*TASK A:* In the text on China's car industry, rewrite the stretch from "On Monday, Geely" through "Kong stock exchange.", replacing "Geely Automobile Holdings" with "Geely Auto".
*TASK B:* Translate this sentence from the text on China's car industry into French: "China’s automobile industry had already posted a second consecutive year of decline in 2019."

*TEXT SECTION:*
###
Chinese consumers had already put big-ticket purchases on hold during the 18-month US-China trade war that preceded the pandemic, because of uncertainties around jobs and business prospects. And Covid-19 and the resulting government response, including the lockdown of cities and travel restrictions, has dealt yet another body blow to Chinese carmakers.
Moreover, the recent easing of restrictions over travel and business activity in mainland China is not likely to boost production and sales, analysts said, because the pandemic is now spreading in the rest of the world. According to global market and consumer data provider Statista, China accounts for about a third of the world’s passenger vehicle production.
China’s automobile industry had already posted a second consecutive year of decline in 2019. Passenger car sales slumped by 8.2 per cent last year to 25.8 million units, while production shrank 7.5 per cent to 25.7 million units, according to the CPCA. “The virus is spreading fast and is souring efforts by carmakers to halt a slide in the industry,” said Peter Chen, an engineer with car components maker TRW. “The coronavirus outbreak will further knock the market down, as it disrupts supply chain and dents consumers’ buying interest.”
On Monday, Geely Automobile Holdings, one of mainland China’s top carmakers, said that 2020 would be one of the toughest years it has faced. “The recent outbreak of the novel coronavirus has caused serious disruption to our supply chain and thus our production levels, meaning additional pressure on our business volume and profitability in 2020,” the company said in a filing to the Hong Kong stock exchange.
###
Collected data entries
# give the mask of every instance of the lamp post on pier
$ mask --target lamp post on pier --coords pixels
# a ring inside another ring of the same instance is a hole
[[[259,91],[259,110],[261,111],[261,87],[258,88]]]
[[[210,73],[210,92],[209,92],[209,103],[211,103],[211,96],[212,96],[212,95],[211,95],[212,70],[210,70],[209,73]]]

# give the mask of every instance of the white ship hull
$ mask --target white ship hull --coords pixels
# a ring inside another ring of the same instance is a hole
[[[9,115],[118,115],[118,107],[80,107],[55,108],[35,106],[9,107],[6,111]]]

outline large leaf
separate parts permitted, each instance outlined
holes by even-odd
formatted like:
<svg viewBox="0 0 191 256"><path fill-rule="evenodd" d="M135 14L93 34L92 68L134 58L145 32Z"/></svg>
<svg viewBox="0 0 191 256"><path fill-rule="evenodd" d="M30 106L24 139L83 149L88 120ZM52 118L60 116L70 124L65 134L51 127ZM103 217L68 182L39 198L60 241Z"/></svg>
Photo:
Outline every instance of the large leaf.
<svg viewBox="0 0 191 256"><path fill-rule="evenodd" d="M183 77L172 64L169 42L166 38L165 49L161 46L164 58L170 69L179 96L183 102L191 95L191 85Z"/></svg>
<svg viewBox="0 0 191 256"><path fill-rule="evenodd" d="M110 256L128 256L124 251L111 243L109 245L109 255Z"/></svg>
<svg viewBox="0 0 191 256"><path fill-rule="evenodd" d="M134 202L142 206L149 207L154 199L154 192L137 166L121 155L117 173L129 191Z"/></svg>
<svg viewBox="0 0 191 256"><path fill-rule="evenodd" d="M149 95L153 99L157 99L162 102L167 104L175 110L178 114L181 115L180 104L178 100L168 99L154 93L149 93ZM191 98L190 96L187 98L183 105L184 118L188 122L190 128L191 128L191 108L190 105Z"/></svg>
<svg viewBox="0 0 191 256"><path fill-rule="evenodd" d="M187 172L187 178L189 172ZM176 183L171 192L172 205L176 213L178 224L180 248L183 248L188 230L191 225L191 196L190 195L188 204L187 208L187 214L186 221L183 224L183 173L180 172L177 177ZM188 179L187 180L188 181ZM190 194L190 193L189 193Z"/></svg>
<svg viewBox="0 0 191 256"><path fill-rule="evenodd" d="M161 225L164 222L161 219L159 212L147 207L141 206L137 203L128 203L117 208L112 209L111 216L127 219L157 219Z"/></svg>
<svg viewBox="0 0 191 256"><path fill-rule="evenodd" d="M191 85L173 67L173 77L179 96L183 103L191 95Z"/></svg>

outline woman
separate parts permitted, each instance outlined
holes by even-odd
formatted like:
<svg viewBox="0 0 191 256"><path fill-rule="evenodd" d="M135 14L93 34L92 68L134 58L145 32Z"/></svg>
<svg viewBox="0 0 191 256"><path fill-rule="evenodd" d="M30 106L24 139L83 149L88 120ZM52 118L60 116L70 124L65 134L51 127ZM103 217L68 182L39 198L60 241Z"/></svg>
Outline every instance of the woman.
###
*WRITTEN RESPONSE A:*
On Monday, Geely Auto, one of mainland China’s top carmakers, said that 2020 would be one of the toughest years it has faced. “The recent outbreak of the novel coronavirus has caused serious disruption to our supply chain and thus our production levels, meaning additional pressure on our business volume and profitability in 2020,” the company said in a filing to the Hong Kong stock exchange.

*WRITTEN RESPONSE B:* L’industrie automobile chinoise avait déjà enregistré une deuxième année consécutive de baisse en 2019.